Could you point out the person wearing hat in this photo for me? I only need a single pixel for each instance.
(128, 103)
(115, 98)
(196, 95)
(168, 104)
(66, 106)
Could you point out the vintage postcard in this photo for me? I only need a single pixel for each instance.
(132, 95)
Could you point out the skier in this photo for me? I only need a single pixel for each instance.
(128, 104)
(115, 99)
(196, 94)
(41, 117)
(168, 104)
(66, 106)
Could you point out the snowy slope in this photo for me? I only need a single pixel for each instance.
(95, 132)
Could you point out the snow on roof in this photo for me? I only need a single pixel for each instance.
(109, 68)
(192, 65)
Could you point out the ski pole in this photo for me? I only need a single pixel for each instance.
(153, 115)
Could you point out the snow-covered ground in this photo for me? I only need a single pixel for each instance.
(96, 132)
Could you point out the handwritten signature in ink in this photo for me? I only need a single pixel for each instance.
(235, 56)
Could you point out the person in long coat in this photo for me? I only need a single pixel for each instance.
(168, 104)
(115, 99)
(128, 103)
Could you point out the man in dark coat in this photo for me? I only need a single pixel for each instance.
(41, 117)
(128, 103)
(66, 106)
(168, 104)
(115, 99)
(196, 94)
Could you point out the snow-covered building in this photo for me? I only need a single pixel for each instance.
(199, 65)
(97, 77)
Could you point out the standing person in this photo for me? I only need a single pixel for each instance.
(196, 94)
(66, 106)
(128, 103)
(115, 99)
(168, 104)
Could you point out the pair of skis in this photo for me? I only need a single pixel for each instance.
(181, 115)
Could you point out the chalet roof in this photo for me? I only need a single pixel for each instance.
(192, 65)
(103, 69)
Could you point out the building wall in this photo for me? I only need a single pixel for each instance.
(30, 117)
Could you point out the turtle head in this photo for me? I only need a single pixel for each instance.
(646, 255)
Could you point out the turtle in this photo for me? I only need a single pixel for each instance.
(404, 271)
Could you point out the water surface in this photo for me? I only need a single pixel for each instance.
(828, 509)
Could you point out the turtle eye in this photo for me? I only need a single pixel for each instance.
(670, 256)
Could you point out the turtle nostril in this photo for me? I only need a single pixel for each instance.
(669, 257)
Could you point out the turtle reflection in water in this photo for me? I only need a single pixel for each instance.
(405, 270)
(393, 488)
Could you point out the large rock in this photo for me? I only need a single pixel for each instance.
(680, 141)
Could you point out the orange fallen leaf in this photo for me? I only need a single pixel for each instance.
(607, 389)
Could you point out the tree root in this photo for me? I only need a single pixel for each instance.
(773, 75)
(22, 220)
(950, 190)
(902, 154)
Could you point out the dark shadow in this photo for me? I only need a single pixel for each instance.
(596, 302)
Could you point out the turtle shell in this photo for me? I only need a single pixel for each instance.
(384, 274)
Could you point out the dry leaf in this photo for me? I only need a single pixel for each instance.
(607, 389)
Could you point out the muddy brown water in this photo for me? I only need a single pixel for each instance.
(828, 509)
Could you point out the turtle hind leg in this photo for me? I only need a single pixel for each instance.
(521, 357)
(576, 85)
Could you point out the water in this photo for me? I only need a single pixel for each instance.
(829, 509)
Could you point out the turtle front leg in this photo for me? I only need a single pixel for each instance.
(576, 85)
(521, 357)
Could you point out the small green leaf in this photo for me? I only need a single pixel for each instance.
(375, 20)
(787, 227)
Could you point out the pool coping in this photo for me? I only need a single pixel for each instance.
■ ■ ■
# Task item
Could you print all of the data above once more, unaltered?

# Answer section
Could you point out the person wearing hat in this photo for me? I only need a single pixel for each instance.
(128, 103)
(115, 98)
(196, 95)
(168, 104)
(66, 106)
Could you point out the vintage postcard in this photo for me? I only need a single pixel for each instance.
(132, 95)
Could you point out the skier in this photo for me? I only need a single pixel for each instance.
(128, 104)
(115, 99)
(196, 94)
(41, 117)
(168, 104)
(66, 106)
Could you point out the snowy slope in this photo for me? I only need a single pixel for each instance.
(95, 132)
Could you point out the snow on roof in this photo for me? I only need a single pixel for each instance.
(109, 68)
(192, 65)
Could you point out the ski pole in this photo for me? I only need a single pixel for each instance.
(153, 115)
Could you point out the snow-covered ground in this photo for me? I only need a single pixel for each instance.
(96, 132)
Could you point out the handwritten signature in ink in this photo for me? I only need a single pixel for each instance.
(235, 56)
Could you point out the person in long coat in this photo for me? I only need a single pixel for each instance.
(168, 104)
(115, 99)
(128, 103)
Could you point out the man in dark coat in this photo for me? I only need a single pixel for each instance.
(41, 117)
(128, 103)
(66, 106)
(168, 104)
(115, 99)
(196, 94)
Could you point out the snow-covered building in this photo for me? I only need a single pixel for each instance.
(199, 65)
(97, 77)
Could you point out the standing person in this photo for me? I only need a single pixel for each instance.
(196, 94)
(66, 106)
(128, 103)
(115, 99)
(168, 104)
Could you point out the pair of skis in this photo for me? I only need a single pixel for each instance.
(181, 115)
Could you point out the chalet roof in this photo for me? I only need a single pixel for each instance.
(192, 65)
(103, 69)
Could you point out the building wall in this photo for me? I only need a single pixel for each instance.
(30, 117)
Could you point out the turtle head in this photo for me? I only need a single pixel for each instance.
(646, 255)
Could you point out the turtle in this photo for me? I only need a single pixel for each instance.
(404, 271)
Could you point out the water surface in this photo for me? I only need a single pixel for each instance.
(828, 509)
Could you point out the turtle eye in this photo for me? I only need a single pixel for each instance.
(670, 256)
Could you point out the turtle nostril in this photo for me? I only need a single pixel for each instance.
(669, 257)
Could you point out the turtle reflection in water in this photo for me? I only need a single pixel for each instance.
(405, 270)
(393, 488)
Could you point out the large rock in this photo for me? I only need a single pixel for each instance.
(680, 141)
Could you point out the orange fallen leaf in this photo for me? I only need a single pixel for each instance.
(607, 389)
Could you point out the tree root in this photo for me? I only need a single pixel for each instance.
(773, 75)
(22, 220)
(950, 190)
(902, 154)
Could you point out the dark shadow in this photo for me? I only need a single pixel for each instance.
(596, 302)
Could you point out the turtle shell in this photo for me? I only need a single pixel for each instance.
(384, 274)
Could you point out the dry leaf in this photo for me? I only need a single pixel for each instance.
(607, 389)
Could you point out the muddy brown water in this photo for me? I only need a single pixel for each instance.
(828, 509)
Could you point out the turtle hind leg in this photo for me? I only need a single pixel for each instance.
(521, 357)
(576, 85)
Could you point out the water in this photo for me? I only need a single pixel for each instance.
(829, 509)
Could you point out the turtle front leg in this photo for me? I only need a single pixel for each instance.
(576, 85)
(521, 357)
Could you point out the small green leaf in this photo for me? I only need a single pixel for each instance.
(375, 20)
(787, 227)
Could you point out the pool coping in this photo for me? I only need a single pixel for each instance.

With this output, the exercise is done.